Present every line of the listing below as a numbered list, skipping blank lines and leaving out the pictures.

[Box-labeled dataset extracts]
■ ■ ■ ■ ■

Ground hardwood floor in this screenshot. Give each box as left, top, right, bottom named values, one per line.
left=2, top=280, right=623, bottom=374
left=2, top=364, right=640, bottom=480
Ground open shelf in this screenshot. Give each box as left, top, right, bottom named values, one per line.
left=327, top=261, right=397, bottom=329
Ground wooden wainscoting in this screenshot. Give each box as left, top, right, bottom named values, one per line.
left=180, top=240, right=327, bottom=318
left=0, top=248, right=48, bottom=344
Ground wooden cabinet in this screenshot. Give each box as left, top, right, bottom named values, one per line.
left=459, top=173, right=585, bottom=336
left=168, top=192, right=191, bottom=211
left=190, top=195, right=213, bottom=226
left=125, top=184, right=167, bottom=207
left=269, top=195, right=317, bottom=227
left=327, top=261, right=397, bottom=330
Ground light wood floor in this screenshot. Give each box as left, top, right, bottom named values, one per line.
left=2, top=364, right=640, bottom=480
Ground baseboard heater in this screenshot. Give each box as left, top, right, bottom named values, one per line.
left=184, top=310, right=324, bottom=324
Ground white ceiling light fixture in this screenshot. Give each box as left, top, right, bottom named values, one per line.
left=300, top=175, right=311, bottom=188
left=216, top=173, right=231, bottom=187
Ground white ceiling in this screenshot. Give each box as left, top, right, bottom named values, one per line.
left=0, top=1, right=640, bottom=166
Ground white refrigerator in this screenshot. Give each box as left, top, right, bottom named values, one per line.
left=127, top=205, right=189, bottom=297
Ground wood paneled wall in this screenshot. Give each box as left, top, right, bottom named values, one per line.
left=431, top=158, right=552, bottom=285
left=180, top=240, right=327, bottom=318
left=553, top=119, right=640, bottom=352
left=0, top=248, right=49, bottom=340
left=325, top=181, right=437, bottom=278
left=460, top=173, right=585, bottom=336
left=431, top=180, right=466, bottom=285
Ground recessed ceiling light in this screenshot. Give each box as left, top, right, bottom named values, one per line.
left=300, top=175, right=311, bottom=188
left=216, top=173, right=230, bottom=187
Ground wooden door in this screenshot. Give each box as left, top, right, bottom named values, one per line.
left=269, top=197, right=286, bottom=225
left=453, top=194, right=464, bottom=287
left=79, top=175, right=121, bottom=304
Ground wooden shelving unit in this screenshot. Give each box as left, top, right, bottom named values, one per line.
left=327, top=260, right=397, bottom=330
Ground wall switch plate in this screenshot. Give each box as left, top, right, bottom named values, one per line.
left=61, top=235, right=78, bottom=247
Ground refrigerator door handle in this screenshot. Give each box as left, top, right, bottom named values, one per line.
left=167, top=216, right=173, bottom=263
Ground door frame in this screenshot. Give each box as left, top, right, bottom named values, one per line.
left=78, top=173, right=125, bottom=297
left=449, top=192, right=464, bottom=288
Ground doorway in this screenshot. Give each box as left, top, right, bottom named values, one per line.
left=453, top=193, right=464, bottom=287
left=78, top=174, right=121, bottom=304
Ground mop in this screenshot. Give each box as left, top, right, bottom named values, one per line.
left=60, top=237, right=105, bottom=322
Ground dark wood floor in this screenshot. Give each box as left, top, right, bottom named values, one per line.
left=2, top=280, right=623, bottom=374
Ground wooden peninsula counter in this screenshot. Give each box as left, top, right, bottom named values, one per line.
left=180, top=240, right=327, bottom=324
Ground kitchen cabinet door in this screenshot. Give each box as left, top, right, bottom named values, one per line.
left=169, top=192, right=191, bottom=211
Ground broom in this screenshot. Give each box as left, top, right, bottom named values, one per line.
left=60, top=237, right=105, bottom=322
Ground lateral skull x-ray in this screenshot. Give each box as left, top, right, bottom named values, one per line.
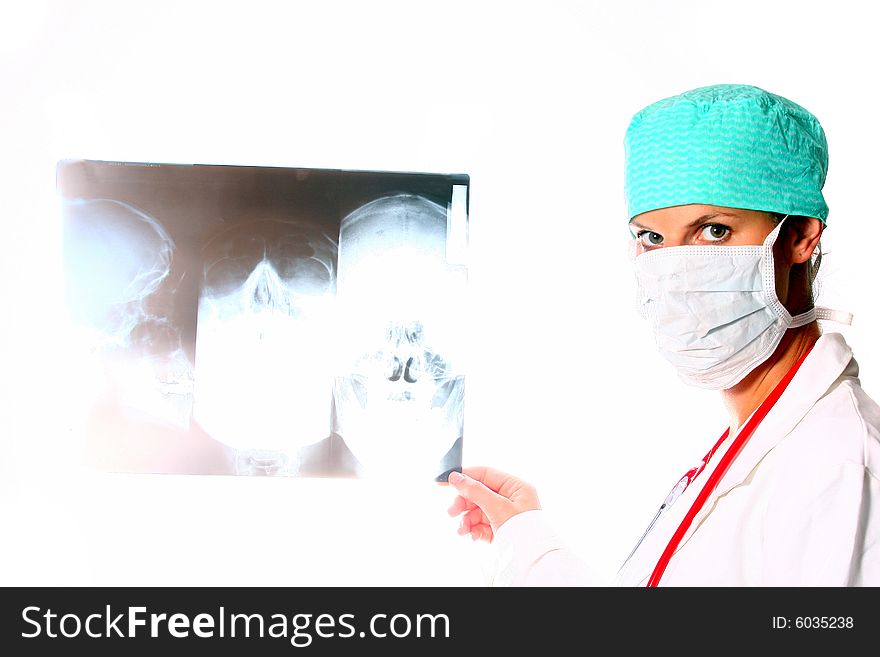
left=58, top=160, right=468, bottom=480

■ ■ ■ ■ ■

§ Solved exercise:
1. Ground hardwood floor in this screenshot. Give each box as left, top, right, bottom named values, one per line.
2. left=2, top=280, right=623, bottom=374
3. left=2, top=364, right=640, bottom=480
4. Ground open shelf in this screenshot. Give each box as left, top, right, bottom named values, one per line.
5. left=327, top=261, right=397, bottom=329
6. Ground wooden wainscoting in this screenshot. Give each box as left, top, right, bottom named values, one per line.
7. left=180, top=240, right=327, bottom=318
8. left=0, top=248, right=48, bottom=344
9. Ground wooden cabinet in this screenshot. Give each box as left, top, right, bottom named values, one per line.
10. left=459, top=173, right=585, bottom=336
11. left=168, top=192, right=191, bottom=211
12. left=190, top=195, right=213, bottom=226
13. left=125, top=184, right=167, bottom=207
14. left=269, top=195, right=317, bottom=227
15. left=327, top=261, right=397, bottom=330
16. Ground light wood floor in this screenshot. Give each box as left, top, right, bottom named values, one per line.
17. left=2, top=364, right=640, bottom=480
18. Ground baseboard heater in this screenshot. Give each box as left, top, right, bottom named values, one per line.
19. left=184, top=310, right=324, bottom=324
20. Ground white ceiling light fixture in this screenshot. Give each box as left, top, right, bottom named values, one per line.
21. left=300, top=175, right=311, bottom=188
22. left=216, top=173, right=231, bottom=187
23. Ground white ceiling in this screenshot. Give each box as left, top, right, bottom named values, one per line.
24. left=0, top=1, right=640, bottom=166
25. Ground white refrigerator in this screenshot. Give each box as left, top, right, bottom named values, one per line.
26. left=127, top=205, right=189, bottom=297
27. Ground wood paneled wall in this screenshot. Give each box as left, top, right, bottom named values, one per line.
28. left=431, top=158, right=552, bottom=285
29. left=180, top=240, right=327, bottom=318
30. left=553, top=119, right=640, bottom=352
31. left=0, top=248, right=49, bottom=340
32. left=325, top=181, right=437, bottom=278
33. left=460, top=173, right=585, bottom=336
34. left=431, top=180, right=466, bottom=285
35. Ground recessed ceiling light in this screenshot. Give each box as left, top, right, bottom named values, one per line.
36. left=300, top=175, right=311, bottom=188
37. left=216, top=173, right=230, bottom=187
38. Ground wooden door in this screenshot. Give each box as left, top, right, bottom named values, one per line.
39. left=269, top=197, right=286, bottom=225
40. left=453, top=194, right=464, bottom=287
41. left=79, top=175, right=121, bottom=304
42. Ground wooden shelving unit in this screenshot. Give each box as left, top, right, bottom named values, one per line.
43. left=327, top=260, right=397, bottom=330
44. Ground wall switch plate in this screenshot. Give each box as left, top, right, bottom named values, one per line.
45. left=61, top=235, right=78, bottom=247
46. Ground refrigerator door handle in this screenshot. Give each box as left, top, right, bottom named values, one per line.
47. left=167, top=216, right=173, bottom=263
48. Ground door frame in this screenshot. Give each box as left, top, right, bottom named values, one per line.
49. left=78, top=173, right=125, bottom=297
50. left=449, top=192, right=464, bottom=288
51. Ground doorway in this screenshot. Give each box as left, top, right, bottom named values, one per line.
52. left=453, top=193, right=464, bottom=287
53. left=78, top=174, right=121, bottom=304
54. Ground mop in this screenshot. Give each box as left, top, right, bottom named values, one per line.
55. left=60, top=237, right=105, bottom=322
56. Ground dark wood floor in this screenshot. Give each box as left, top, right, bottom named values, one per line.
57. left=2, top=280, right=623, bottom=374
58. Ground wooden peninsula counter in this screenshot. Give each box as left, top, right, bottom named values, one per line.
59. left=180, top=240, right=327, bottom=324
60. Ground kitchen cabinet door in this screenshot. Give each box as left, top, right, bottom named values, one per line.
61. left=169, top=192, right=191, bottom=211
62. Ground broom in this screenshot. Give each box as left, top, right, bottom named values, one per line.
63. left=60, top=237, right=105, bottom=322
64. Ground lateral skull x-ray in this screenshot. Give each box as left, top, right, bottom named values, one per line.
65. left=58, top=160, right=468, bottom=480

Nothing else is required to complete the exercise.